» **WRITTEN PROBLEM**
Pick out each line in the rows below that contains the string "water" and copy it. Case counts, so capital and lowercase letters must match.

Records from a dataset:
= = = = = = =

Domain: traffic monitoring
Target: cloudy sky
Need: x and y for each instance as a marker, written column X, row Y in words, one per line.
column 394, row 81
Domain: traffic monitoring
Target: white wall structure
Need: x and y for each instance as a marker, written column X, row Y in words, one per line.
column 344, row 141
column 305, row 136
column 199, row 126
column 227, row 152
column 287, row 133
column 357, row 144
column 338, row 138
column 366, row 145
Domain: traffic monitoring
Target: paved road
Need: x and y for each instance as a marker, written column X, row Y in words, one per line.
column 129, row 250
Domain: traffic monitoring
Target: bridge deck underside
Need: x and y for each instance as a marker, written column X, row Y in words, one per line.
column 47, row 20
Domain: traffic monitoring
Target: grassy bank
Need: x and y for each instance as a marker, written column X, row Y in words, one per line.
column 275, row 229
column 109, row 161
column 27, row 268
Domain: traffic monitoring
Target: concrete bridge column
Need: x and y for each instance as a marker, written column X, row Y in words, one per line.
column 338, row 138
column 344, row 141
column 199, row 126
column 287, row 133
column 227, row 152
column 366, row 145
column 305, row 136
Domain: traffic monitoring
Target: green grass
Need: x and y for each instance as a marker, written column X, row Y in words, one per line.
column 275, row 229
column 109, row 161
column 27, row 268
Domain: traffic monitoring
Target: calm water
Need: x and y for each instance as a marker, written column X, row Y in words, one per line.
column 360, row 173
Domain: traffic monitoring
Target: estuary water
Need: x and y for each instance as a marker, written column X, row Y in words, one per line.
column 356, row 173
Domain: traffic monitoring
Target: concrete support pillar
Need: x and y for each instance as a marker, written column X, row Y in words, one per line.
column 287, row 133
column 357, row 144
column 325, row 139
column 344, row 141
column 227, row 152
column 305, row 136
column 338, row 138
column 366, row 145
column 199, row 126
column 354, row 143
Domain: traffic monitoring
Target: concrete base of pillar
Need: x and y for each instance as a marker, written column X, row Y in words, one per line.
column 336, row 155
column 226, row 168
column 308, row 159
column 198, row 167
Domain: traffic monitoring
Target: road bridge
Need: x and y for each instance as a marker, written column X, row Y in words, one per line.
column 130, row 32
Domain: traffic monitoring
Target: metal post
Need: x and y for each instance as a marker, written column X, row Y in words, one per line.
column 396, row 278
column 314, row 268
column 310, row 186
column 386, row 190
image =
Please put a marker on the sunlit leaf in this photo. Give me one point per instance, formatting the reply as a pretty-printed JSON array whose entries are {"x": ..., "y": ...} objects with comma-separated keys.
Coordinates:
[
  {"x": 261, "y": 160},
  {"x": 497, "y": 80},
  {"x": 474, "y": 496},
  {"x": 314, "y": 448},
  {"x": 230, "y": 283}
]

= = = = = = =

» **FINISHED TASK**
Target: calm water
Target: estuary water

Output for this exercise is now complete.